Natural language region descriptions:
============================================================

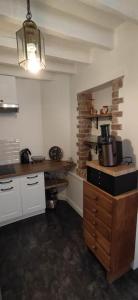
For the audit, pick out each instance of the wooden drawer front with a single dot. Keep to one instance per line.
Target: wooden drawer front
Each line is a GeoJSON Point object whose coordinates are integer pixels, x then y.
{"type": "Point", "coordinates": [103, 230]}
{"type": "Point", "coordinates": [90, 241]}
{"type": "Point", "coordinates": [104, 203]}
{"type": "Point", "coordinates": [88, 216]}
{"type": "Point", "coordinates": [88, 191]}
{"type": "Point", "coordinates": [97, 250]}
{"type": "Point", "coordinates": [89, 204]}
{"type": "Point", "coordinates": [97, 198]}
{"type": "Point", "coordinates": [90, 228]}
{"type": "Point", "coordinates": [104, 217]}
{"type": "Point", "coordinates": [103, 257]}
{"type": "Point", "coordinates": [105, 244]}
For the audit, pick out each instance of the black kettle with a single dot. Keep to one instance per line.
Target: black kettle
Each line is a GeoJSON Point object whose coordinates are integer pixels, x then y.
{"type": "Point", "coordinates": [24, 156]}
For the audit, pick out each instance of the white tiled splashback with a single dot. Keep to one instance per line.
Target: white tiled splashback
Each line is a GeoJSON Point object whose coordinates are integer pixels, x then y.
{"type": "Point", "coordinates": [9, 151]}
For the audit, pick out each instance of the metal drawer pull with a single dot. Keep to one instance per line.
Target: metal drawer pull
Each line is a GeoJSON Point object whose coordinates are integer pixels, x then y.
{"type": "Point", "coordinates": [4, 190]}
{"type": "Point", "coordinates": [33, 183]}
{"type": "Point", "coordinates": [31, 177]}
{"type": "Point", "coordinates": [93, 247]}
{"type": "Point", "coordinates": [5, 182]}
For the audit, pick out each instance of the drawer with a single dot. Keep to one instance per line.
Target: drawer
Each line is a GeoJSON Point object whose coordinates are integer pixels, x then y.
{"type": "Point", "coordinates": [104, 244]}
{"type": "Point", "coordinates": [103, 216]}
{"type": "Point", "coordinates": [32, 179]}
{"type": "Point", "coordinates": [8, 183]}
{"type": "Point", "coordinates": [90, 241]}
{"type": "Point", "coordinates": [88, 191]}
{"type": "Point", "coordinates": [89, 204]}
{"type": "Point", "coordinates": [97, 198]}
{"type": "Point", "coordinates": [102, 228]}
{"type": "Point", "coordinates": [88, 216]}
{"type": "Point", "coordinates": [102, 256]}
{"type": "Point", "coordinates": [99, 238]}
{"type": "Point", "coordinates": [97, 250]}
{"type": "Point", "coordinates": [104, 203]}
{"type": "Point", "coordinates": [90, 228]}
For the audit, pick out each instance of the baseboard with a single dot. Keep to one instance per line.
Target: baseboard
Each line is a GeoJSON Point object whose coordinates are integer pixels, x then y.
{"type": "Point", "coordinates": [22, 218]}
{"type": "Point", "coordinates": [75, 207]}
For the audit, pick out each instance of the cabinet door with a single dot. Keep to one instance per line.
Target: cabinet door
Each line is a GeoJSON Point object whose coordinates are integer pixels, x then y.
{"type": "Point", "coordinates": [33, 193]}
{"type": "Point", "coordinates": [8, 89]}
{"type": "Point", "coordinates": [10, 200]}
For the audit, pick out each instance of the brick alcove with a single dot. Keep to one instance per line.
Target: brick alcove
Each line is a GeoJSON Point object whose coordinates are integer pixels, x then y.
{"type": "Point", "coordinates": [85, 109]}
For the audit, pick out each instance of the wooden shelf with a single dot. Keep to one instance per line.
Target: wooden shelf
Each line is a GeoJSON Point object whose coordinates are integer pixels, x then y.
{"type": "Point", "coordinates": [96, 117]}
{"type": "Point", "coordinates": [51, 183]}
{"type": "Point", "coordinates": [93, 116]}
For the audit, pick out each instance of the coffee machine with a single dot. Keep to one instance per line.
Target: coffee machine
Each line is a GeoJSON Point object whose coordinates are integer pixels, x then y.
{"type": "Point", "coordinates": [109, 148]}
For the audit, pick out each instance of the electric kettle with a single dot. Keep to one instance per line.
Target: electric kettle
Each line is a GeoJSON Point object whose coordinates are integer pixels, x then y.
{"type": "Point", "coordinates": [24, 156]}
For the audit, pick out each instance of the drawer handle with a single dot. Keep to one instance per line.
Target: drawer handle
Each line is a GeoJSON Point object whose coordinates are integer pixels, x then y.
{"type": "Point", "coordinates": [94, 210]}
{"type": "Point", "coordinates": [94, 247]}
{"type": "Point", "coordinates": [5, 182]}
{"type": "Point", "coordinates": [31, 177]}
{"type": "Point", "coordinates": [33, 183]}
{"type": "Point", "coordinates": [4, 190]}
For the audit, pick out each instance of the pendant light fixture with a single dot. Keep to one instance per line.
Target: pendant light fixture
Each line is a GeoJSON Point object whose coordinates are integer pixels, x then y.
{"type": "Point", "coordinates": [30, 45]}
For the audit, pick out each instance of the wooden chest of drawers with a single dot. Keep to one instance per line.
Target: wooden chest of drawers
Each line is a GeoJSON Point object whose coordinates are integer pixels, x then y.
{"type": "Point", "coordinates": [110, 228]}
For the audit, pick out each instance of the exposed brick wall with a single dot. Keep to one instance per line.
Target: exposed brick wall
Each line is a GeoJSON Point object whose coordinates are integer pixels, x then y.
{"type": "Point", "coordinates": [84, 131]}
{"type": "Point", "coordinates": [84, 126]}
{"type": "Point", "coordinates": [116, 100]}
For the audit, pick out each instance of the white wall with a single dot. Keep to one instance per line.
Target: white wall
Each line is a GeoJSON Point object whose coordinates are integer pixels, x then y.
{"type": "Point", "coordinates": [56, 114]}
{"type": "Point", "coordinates": [27, 124]}
{"type": "Point", "coordinates": [123, 60]}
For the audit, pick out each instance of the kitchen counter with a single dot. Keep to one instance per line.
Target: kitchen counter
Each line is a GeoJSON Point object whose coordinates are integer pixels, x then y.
{"type": "Point", "coordinates": [113, 171]}
{"type": "Point", "coordinates": [45, 166]}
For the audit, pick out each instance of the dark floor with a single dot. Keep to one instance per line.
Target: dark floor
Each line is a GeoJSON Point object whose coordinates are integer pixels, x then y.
{"type": "Point", "coordinates": [45, 258]}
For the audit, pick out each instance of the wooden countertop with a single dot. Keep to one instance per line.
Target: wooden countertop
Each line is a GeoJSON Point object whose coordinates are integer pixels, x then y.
{"type": "Point", "coordinates": [113, 171]}
{"type": "Point", "coordinates": [45, 166]}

============================================================

WORK INSTRUCTIONS:
Print exactly the lines running from the start of the entries above to the line with "Target: wooden drawer front", both included; leave out any pictures.

WORKED SOLUTION:
For the audit, pick out each instance of the wooden drawer front with a single dot. Keep to one instance per line.
Target: wooden drawer front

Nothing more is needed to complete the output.